[EXTRACT TO READ Boundary: Start]

Jailed former Thai PM Thaksin Shinawatra to be freed on Sunday

Despite being granted parole, Thaksin could face further legal troubles over charges for insulting the monarchy in 2015.

FILE PHOTO: Former Thai Prime Minister Thaksin Shinawatra, walks at Don Mueang airport in Bangkok, Thailand after he returned from exile August 22, 2023. REUTERS/Athit Perawongmetha/File Photo/File Photo
Thailand's former Prime Minister Thaksin Shinawatra returned to the country from exile in August last year [Athit Perawongmetha/Reuters]

Thailand’s jailed former Prime Minister Thaksin Shinawatra will be freed on Sunday, just six months after returning to the country following more than 14 years in self-imposed exile.

Speaking to reporters on Saturday, Prime Minister Srettha Thavisin said Thaksin’s release would be “on the 18th” and handled “according to the rule of law”.

Thaksin was granted parole earlier this week but it was not certain until now when he would be freed. Sunday is the first day of his parole eligibility.

Justice Minister Tawee Sodsong said earlier this week that Thaksin, 74, would be among 930 prisoners granted early release.

Thaksin could still face further legal troubles as public prosecutors are considering charging him for insulting the monarchy during a 2015 media interview.

The billionaire who made his fortune in the telecommunications business was jailed for eight years on graft and abuse-of-power charges upon his return to Thailand in August. His sentence was reduced to one year by King Maha Vajiralongkorn and he has served six months in hospital detention due to an undisclosed health condition.

His homecoming coincided with his Pheu Thai Party returning to government in alliance with pro-military parties, leading many to conclude that an agreement had been struck to cut his jail time.

The rumours grew stronger when he was transferred to a police hospital within hours of being sentenced because of his poor health, and it is not clear that he has spent any time in a prison cell.

Local media reported that Thaksin had been suffering from tightness in the chest and high blood pressure when he was admitted to hospital, and his family said he had undergone two operations in the following months.

[EXTRACT TO READ Boundary: End]
[INFORMATION SUPPLIED Boundary: Start]

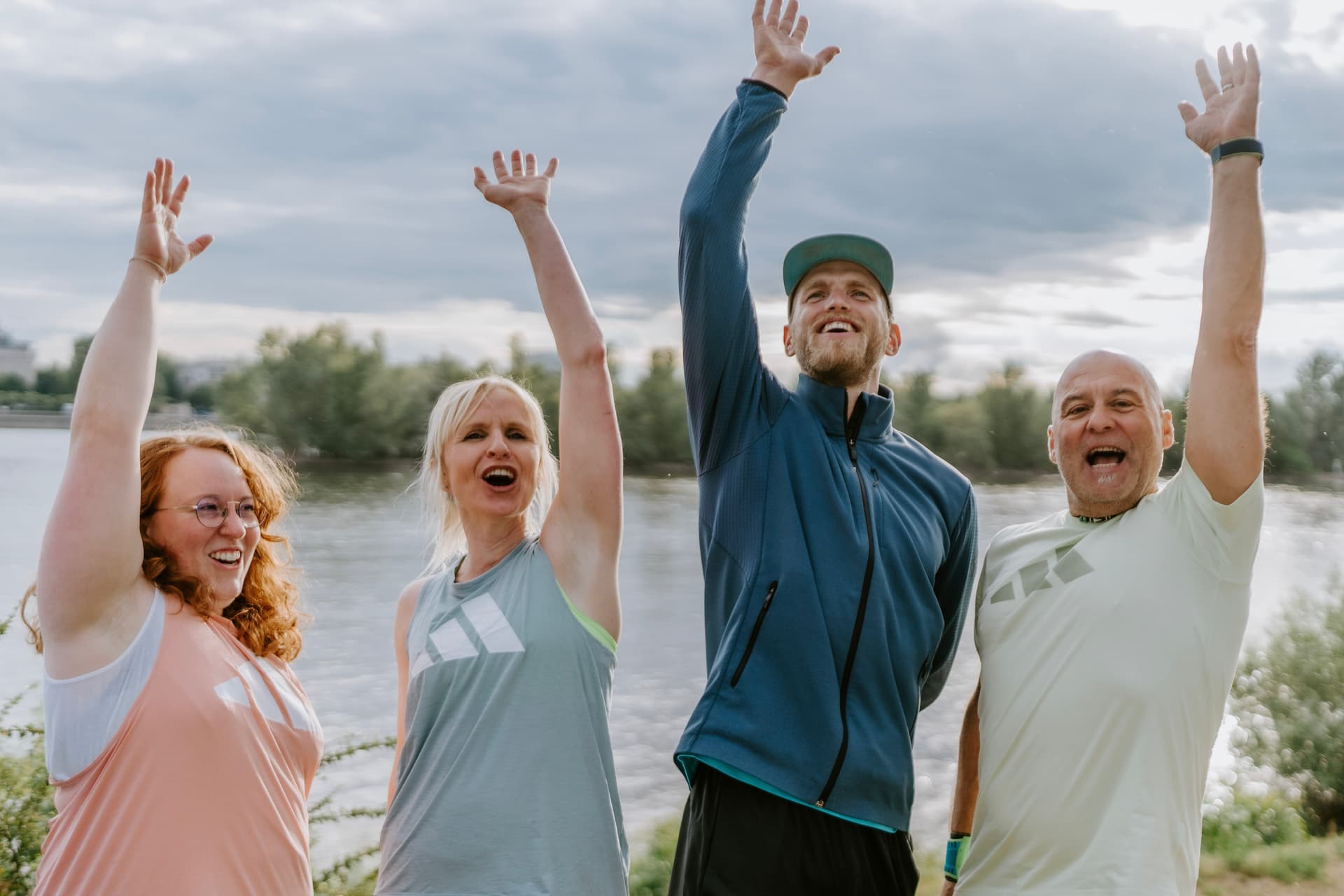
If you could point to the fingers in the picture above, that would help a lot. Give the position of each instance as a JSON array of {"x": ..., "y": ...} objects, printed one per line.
[
  {"x": 166, "y": 182},
  {"x": 1208, "y": 85},
  {"x": 179, "y": 195},
  {"x": 147, "y": 206},
  {"x": 200, "y": 245}
]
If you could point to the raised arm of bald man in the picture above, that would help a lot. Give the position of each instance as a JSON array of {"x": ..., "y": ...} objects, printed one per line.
[{"x": 1225, "y": 434}]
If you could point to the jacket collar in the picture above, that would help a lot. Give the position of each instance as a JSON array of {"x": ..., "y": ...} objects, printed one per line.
[{"x": 828, "y": 403}]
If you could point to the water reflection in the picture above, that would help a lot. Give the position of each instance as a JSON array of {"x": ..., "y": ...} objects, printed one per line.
[{"x": 359, "y": 539}]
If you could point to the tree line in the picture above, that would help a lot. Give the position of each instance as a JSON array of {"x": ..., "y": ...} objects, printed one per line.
[{"x": 324, "y": 394}]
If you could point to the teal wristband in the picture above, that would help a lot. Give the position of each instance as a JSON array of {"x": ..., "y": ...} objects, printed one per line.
[
  {"x": 956, "y": 858},
  {"x": 1243, "y": 147}
]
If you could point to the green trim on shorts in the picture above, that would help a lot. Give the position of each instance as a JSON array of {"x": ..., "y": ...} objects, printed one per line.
[
  {"x": 594, "y": 629},
  {"x": 771, "y": 789}
]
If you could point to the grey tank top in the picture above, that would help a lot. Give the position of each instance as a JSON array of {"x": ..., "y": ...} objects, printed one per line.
[{"x": 505, "y": 783}]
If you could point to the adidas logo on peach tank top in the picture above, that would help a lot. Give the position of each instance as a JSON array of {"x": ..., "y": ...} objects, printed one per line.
[{"x": 203, "y": 790}]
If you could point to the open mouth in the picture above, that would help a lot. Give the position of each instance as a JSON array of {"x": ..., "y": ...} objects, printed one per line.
[
  {"x": 229, "y": 559},
  {"x": 1105, "y": 457},
  {"x": 499, "y": 477}
]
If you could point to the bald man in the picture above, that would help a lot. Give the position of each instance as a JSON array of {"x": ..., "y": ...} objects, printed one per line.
[{"x": 1109, "y": 633}]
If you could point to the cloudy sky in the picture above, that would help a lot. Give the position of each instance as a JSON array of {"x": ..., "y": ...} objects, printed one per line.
[{"x": 1023, "y": 159}]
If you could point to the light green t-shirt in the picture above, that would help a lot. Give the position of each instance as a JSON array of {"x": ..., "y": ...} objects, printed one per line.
[
  {"x": 1107, "y": 654},
  {"x": 505, "y": 785}
]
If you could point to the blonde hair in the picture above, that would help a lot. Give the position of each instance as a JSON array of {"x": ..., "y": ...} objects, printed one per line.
[
  {"x": 452, "y": 410},
  {"x": 267, "y": 613}
]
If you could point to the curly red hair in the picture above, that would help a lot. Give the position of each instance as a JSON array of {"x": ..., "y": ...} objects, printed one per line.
[{"x": 267, "y": 613}]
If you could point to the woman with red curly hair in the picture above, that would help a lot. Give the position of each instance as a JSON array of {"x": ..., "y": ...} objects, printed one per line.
[{"x": 179, "y": 743}]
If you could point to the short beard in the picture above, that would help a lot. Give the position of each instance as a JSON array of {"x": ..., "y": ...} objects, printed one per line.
[{"x": 839, "y": 367}]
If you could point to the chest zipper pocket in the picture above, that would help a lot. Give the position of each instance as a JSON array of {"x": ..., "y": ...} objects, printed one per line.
[{"x": 756, "y": 630}]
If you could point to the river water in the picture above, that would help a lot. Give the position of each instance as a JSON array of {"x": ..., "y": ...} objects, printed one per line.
[{"x": 359, "y": 542}]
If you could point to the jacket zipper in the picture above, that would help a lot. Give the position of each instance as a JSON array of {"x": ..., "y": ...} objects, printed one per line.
[
  {"x": 756, "y": 630},
  {"x": 851, "y": 435}
]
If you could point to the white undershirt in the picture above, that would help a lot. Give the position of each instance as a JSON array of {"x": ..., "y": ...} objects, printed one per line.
[{"x": 84, "y": 713}]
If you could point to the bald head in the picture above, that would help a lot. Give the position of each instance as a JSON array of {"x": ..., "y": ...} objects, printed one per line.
[{"x": 1105, "y": 363}]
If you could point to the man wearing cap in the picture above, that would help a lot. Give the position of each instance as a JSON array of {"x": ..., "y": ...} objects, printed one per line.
[{"x": 838, "y": 552}]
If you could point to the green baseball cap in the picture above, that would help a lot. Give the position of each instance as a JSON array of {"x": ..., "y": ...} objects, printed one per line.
[{"x": 838, "y": 248}]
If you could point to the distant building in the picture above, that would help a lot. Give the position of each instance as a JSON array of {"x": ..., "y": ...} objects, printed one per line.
[
  {"x": 18, "y": 358},
  {"x": 207, "y": 372}
]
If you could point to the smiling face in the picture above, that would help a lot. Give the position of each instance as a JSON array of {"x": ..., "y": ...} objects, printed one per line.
[
  {"x": 1109, "y": 433},
  {"x": 839, "y": 327},
  {"x": 217, "y": 556},
  {"x": 491, "y": 463}
]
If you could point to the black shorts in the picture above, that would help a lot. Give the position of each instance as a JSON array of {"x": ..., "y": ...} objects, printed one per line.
[{"x": 738, "y": 840}]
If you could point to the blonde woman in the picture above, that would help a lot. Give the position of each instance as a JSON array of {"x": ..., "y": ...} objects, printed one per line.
[
  {"x": 503, "y": 780},
  {"x": 181, "y": 746}
]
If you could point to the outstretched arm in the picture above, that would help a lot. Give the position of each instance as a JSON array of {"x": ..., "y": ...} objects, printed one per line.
[
  {"x": 582, "y": 532},
  {"x": 720, "y": 332},
  {"x": 92, "y": 550},
  {"x": 968, "y": 776},
  {"x": 1225, "y": 440}
]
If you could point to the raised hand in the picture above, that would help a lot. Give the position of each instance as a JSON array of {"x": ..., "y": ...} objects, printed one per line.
[
  {"x": 778, "y": 46},
  {"x": 156, "y": 239},
  {"x": 1231, "y": 102},
  {"x": 518, "y": 190}
]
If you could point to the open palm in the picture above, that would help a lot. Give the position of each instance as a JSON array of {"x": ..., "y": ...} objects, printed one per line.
[
  {"x": 156, "y": 239},
  {"x": 1231, "y": 102},
  {"x": 778, "y": 42},
  {"x": 517, "y": 187}
]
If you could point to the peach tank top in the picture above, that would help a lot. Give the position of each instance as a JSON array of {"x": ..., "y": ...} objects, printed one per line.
[{"x": 203, "y": 790}]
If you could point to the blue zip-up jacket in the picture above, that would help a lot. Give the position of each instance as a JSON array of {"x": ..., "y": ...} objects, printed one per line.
[{"x": 838, "y": 554}]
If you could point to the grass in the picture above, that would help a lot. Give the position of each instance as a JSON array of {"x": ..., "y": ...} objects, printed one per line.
[{"x": 1310, "y": 867}]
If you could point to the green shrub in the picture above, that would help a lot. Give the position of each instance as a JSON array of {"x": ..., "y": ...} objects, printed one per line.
[
  {"x": 1287, "y": 864},
  {"x": 651, "y": 871},
  {"x": 24, "y": 812},
  {"x": 1246, "y": 822},
  {"x": 1289, "y": 699}
]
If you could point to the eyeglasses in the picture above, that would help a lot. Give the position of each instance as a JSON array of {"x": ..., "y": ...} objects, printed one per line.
[{"x": 211, "y": 514}]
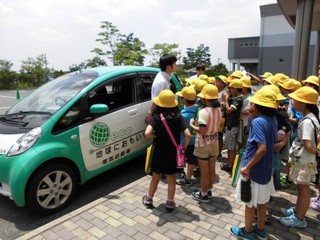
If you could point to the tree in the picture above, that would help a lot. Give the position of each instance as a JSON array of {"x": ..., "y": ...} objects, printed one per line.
[
  {"x": 90, "y": 63},
  {"x": 35, "y": 71},
  {"x": 121, "y": 49},
  {"x": 130, "y": 51},
  {"x": 196, "y": 56},
  {"x": 160, "y": 49},
  {"x": 7, "y": 76},
  {"x": 95, "y": 62}
]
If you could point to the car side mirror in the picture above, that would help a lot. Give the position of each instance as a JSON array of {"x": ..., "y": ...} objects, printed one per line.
[{"x": 99, "y": 108}]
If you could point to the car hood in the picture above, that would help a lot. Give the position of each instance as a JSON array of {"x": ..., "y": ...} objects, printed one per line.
[{"x": 7, "y": 140}]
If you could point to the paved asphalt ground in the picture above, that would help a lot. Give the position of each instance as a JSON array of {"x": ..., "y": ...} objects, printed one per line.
[{"x": 121, "y": 215}]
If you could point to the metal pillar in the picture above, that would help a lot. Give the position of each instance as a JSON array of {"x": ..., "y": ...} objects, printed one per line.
[{"x": 302, "y": 38}]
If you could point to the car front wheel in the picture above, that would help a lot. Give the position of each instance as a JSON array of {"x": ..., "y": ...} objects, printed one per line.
[{"x": 51, "y": 188}]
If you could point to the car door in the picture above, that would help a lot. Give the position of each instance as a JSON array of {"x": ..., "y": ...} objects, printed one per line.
[{"x": 117, "y": 134}]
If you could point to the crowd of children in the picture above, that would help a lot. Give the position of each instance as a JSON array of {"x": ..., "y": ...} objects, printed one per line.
[{"x": 277, "y": 126}]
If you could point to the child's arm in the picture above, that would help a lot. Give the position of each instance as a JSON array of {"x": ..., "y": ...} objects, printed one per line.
[
  {"x": 308, "y": 146},
  {"x": 149, "y": 131},
  {"x": 201, "y": 129},
  {"x": 187, "y": 136},
  {"x": 262, "y": 149}
]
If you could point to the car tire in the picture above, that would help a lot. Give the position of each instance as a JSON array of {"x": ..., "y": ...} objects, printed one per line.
[{"x": 51, "y": 189}]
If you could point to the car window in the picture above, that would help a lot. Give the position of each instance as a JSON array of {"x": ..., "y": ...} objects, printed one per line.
[
  {"x": 116, "y": 93},
  {"x": 69, "y": 120},
  {"x": 144, "y": 86},
  {"x": 52, "y": 96}
]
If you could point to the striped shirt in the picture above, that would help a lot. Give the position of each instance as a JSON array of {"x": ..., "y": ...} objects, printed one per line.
[{"x": 210, "y": 118}]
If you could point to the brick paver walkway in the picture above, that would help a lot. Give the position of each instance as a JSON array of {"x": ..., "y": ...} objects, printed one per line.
[{"x": 121, "y": 215}]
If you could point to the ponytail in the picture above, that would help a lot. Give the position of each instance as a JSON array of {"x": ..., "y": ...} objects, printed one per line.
[{"x": 313, "y": 109}]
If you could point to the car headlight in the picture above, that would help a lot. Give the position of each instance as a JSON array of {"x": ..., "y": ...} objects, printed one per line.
[{"x": 25, "y": 142}]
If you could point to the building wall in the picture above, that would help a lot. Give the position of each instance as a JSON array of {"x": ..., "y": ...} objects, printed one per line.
[
  {"x": 273, "y": 50},
  {"x": 277, "y": 40}
]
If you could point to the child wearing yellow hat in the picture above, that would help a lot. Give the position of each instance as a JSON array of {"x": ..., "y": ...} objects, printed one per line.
[
  {"x": 246, "y": 93},
  {"x": 257, "y": 164},
  {"x": 221, "y": 83},
  {"x": 164, "y": 153},
  {"x": 233, "y": 104},
  {"x": 303, "y": 156},
  {"x": 206, "y": 144},
  {"x": 188, "y": 97}
]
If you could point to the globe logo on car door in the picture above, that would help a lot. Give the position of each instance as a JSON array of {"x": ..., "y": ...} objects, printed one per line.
[{"x": 99, "y": 134}]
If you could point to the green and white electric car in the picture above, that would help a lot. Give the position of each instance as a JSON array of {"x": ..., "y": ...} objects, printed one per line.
[{"x": 70, "y": 130}]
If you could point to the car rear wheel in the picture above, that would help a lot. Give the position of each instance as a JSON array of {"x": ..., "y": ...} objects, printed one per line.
[{"x": 51, "y": 188}]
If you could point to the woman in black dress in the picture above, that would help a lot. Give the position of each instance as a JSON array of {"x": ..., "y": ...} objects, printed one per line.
[{"x": 164, "y": 154}]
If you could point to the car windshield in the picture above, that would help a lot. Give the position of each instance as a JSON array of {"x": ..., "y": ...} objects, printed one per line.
[{"x": 53, "y": 95}]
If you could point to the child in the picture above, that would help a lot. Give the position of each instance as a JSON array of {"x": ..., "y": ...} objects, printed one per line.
[
  {"x": 233, "y": 105},
  {"x": 164, "y": 153},
  {"x": 206, "y": 145},
  {"x": 246, "y": 92},
  {"x": 257, "y": 165},
  {"x": 221, "y": 83},
  {"x": 303, "y": 156},
  {"x": 188, "y": 98}
]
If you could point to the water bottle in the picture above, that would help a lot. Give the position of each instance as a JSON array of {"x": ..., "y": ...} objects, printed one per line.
[{"x": 245, "y": 189}]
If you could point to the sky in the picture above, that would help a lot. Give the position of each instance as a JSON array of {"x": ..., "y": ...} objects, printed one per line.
[{"x": 66, "y": 30}]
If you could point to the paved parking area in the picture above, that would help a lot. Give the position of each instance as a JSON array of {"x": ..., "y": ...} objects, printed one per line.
[{"x": 121, "y": 215}]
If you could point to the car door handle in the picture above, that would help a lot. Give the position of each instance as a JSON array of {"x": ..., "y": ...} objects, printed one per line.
[{"x": 133, "y": 111}]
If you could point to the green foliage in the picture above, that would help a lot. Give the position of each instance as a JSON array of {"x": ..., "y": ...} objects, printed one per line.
[
  {"x": 36, "y": 70},
  {"x": 160, "y": 49},
  {"x": 197, "y": 56},
  {"x": 130, "y": 51},
  {"x": 90, "y": 63},
  {"x": 120, "y": 49},
  {"x": 7, "y": 77}
]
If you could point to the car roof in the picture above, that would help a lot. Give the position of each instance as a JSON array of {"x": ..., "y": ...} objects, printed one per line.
[{"x": 121, "y": 69}]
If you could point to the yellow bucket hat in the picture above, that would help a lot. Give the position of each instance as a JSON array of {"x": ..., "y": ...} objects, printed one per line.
[
  {"x": 291, "y": 84},
  {"x": 166, "y": 99},
  {"x": 209, "y": 92},
  {"x": 211, "y": 80},
  {"x": 274, "y": 88},
  {"x": 235, "y": 83},
  {"x": 312, "y": 79},
  {"x": 203, "y": 77},
  {"x": 305, "y": 95},
  {"x": 266, "y": 74},
  {"x": 246, "y": 82},
  {"x": 188, "y": 93},
  {"x": 237, "y": 74},
  {"x": 222, "y": 78},
  {"x": 190, "y": 81},
  {"x": 199, "y": 84},
  {"x": 272, "y": 80},
  {"x": 265, "y": 97}
]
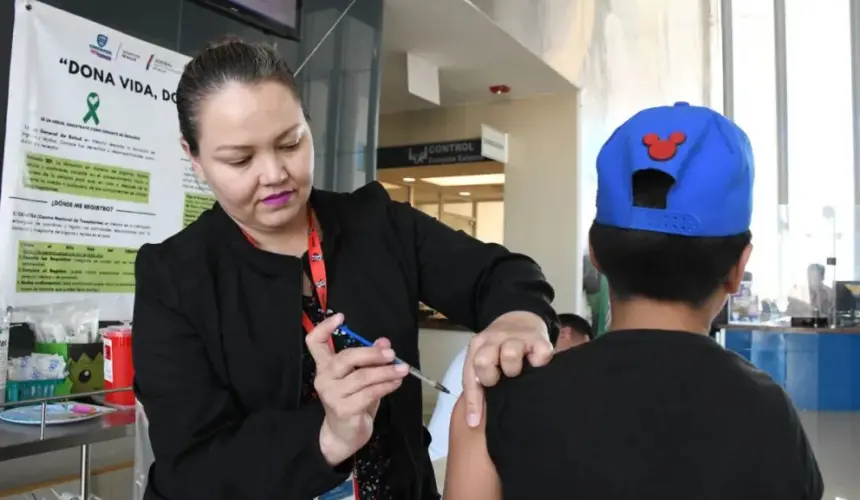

[INFORMATION SUPPLIED Boundary: End]

ACTIONS TO TAKE.
1. Answer these from the Thaksin article:
(a) How many prisoners did the justice minister say would be granted early release?
(b) How long was the prison term Thaksin received on his return to Thailand in August?
(c) Where was he transferred within hours of being sentenced?
2. Reproduce the Thaksin article from "Justice Minister Tawee" to "his jail time.".
The listing plays no part in the work that comes next.

RESPONSES TO THE TASKS.
1.
(a) 930
(b) Eight years
(c) A police hospital

2.
Justice Minister Tawee Sodsong said earlier this week that Thaksin, 74, would be among 930 prisoners granted early release.

Thaksin could still face further legal troubles as public prosecutors are considering charging him for insulting the monarchy during a 2015 media interview.

The billionaire who made his fortune in the telecommunications business was jailed for eight years on graft and abuse-of-power charges upon his return to Thailand in August. His sentence was reduced to one year by King Maha Vajiralongkorn and he has served six months in hospital detention due to an undisclosed health condition.

His homecoming coincided with his Pheu Thai Party returning to government in alliance with pro-military parties, leading many to conclude that an agreement had been struck to cut his jail time.